* [GOALS]
A) In the passage on table partitioning, what do the performance benefits of partitioning come from?
B) Decide whether each statement agrees with the passage on table partitioning, and support each yes or no with the deciding words quoted from it.
(i) The example column has three values.
(ii) The number of rows in a table is a good basis for deciding whether to partition it.
(iii) When the table reaches forty million rows, each partition will hold 13.3 million rows.
C) Carry on the passage on table partitioning from the point where it stops.

* [DOCUMENT PASSAGE]
* * *
For instance, your example column has three values. That means you can have three partitions, which means you can have three tablespaces. So if a tablespace becomes corrupt you lose one third of your data. Has partitioning made your table more available? Not really.
Adding or dropping a partition makes it easier to manage large volumes of data. But are you ever likely to drop all the rows with a status of WORKED_CORRECTLY? Highly unlikely. Has partitioning made your table more manageable? Not really.
The performance benefits of partitioning come from query pruning, where the optimizer can discount chunks of the table immediately. Now each partition has 1.3 million rows. So even if you query on STATUS='WORKED_CORRECTLY' you still have a huge number of records to winnow. And the chances are, any query which doesn't involve STATUS will perform worse than it did against the unpartitioned table. Has partitioning made your table more performant? Probably not.
So far, I have been assuming that your partitions are evenly distributed. But your final question indicates that this is not the case. Most rows - if not all - rows will end up in the WORKED_CORRECTLY. So that partition will become enormous compared to the others, and the chances of benefits from partitioning become even more remote.
Finally, your proposed scheme is not elastic. As the current volume each partition would have 1.3 million rows. When your table grows to forty million rows in total, each partition will hold 13.3 million rows. This is bad.
So, what makes a good candidate for a partition key? One which produces lots of partitions, one where the partitions are roughly equal in size, one where the value of the key is unlikely to change and one where the value has some meaning in the life-cycle of the underlying object, and finally one which is useful in the bulk of queries run against the table.
This is why something like DATE_CREATED is such a popular choice for partitioning of fact tables in data warehouses. It generates a sensible number of partitions across a range of granularities (day, month, or year are the usual choices). We get roughly the same number of records created in a given time span. Data loading and data archiving are usually done on the basis of age (i.e. creation date). BI queries almost invariably include the TIME dimension.
The number of rows in a table isn't generally a great metric to use to determine whether and how to partition the table.
What problem are you trying to solve? Are you trying to improve query performance? Performance of data loads? Performance of purging your data?
Assuming you are trying to improve query performance? Do all your queries have predicates on the STATUS column? Are they doing single row lookups of rows? Or would you want your queries to scan an entire partition?
* * *
* [INFORMATION PROVIDED]

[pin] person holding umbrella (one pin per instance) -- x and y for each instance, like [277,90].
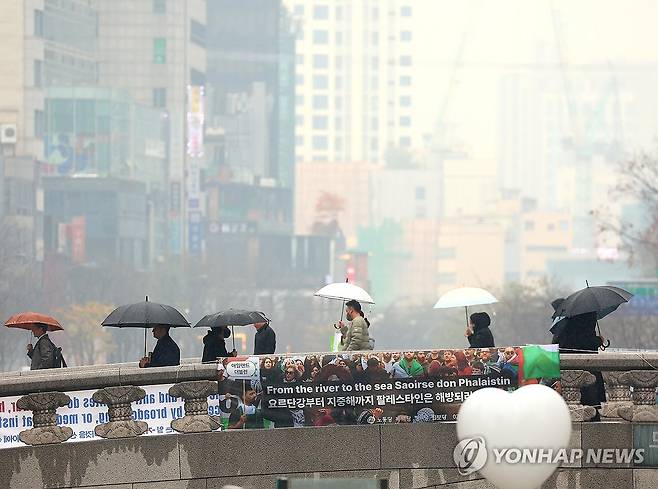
* * *
* [RESPONSES FOR EACH TASK]
A) They come from query pruning, where the optimizer can discount chunks of the table immediately.

B)
(i) Yes: "your example column has three values."
(ii) No: "The number of rows in a table isn't generally a great metric to use to determine whether and how to partition the table."
(iii) Yes: "When your table grows to forty million rows in total, each partition will hold 13.3 million rows."

C)
My company is moving to SQL Server 2008 R2. We have a table with tons of archive data. Majority of the queries that uses this table employs DateTime value in the where statement. For example:
Query 1
SELECT COUNT(*)
FROM TableA
WHERE
CreatedDate > '1/5/2010'
and CreatedDate < '6/20/2010'
I'm making the assumption that partitions are created on CreatedDate and each partition is spread out across multiple drives, we have 8 CPUs, and there are 500 million records in the database that are evenly spread out across the dates from 1/1/2008 to 2/24/2011 (38 partitions). This data could also be portioned in to quarters of a year or other time durations, but lets keep the assumptions to months.
In this case I would believe that the 8 CPU's would be utilized, and only the 6 partitions would be queried for dates between 1/5/2010 and 6/20/2010.
Now what if I ran the following query and my assumptions are the same as above.
Query 2
SELECT COUNT(*)
FROM TableA
WHERE State = 'Colorado'
Questions?
1. Will all partitions be queried? Yes
2. Will all 8 CPUs be used to execute the query? Yes
3. Will performance be better than querying a table that is not partitoned? Yes
4. Is there anything else I'm missing?
5. How would Partition Index help?
I answer the first 3 questions above, base on my limited knowledge of SQL Server 2008 Partitioned Table & Parallelism. But if my answers are incorrect, can you provide feedback any why I'm incorrect.
Resource:
Video: Demo SQL Server 2008 Partitioned Table Parallelism (5 minutes long)
MSDN: Partitioned Tables and Indexes
MSDN: Designing Partitions to Manage Subsets of Data
MSDN: Query Processing Enhancements on Partitioned Tables and Indexes
MSDN: Word Doc: Partitioned Table and Index Strategies Using SQL Server 2008 white paper
BarDev
Partitioning is never an option for improving performance. The best you can hope for is to have on-par performance with non-partitioned table. Usually you get a regression that increases with the number of partitions. For performance you need indexes, not partitions. Partitions are for data management operations: ETL, archival etc. Some claim that partition elimination is possible performance gain, but for anything partition elimination can give placing the leading index key on the same column as the partitioning column will give much better results.
Will all partitions be queried?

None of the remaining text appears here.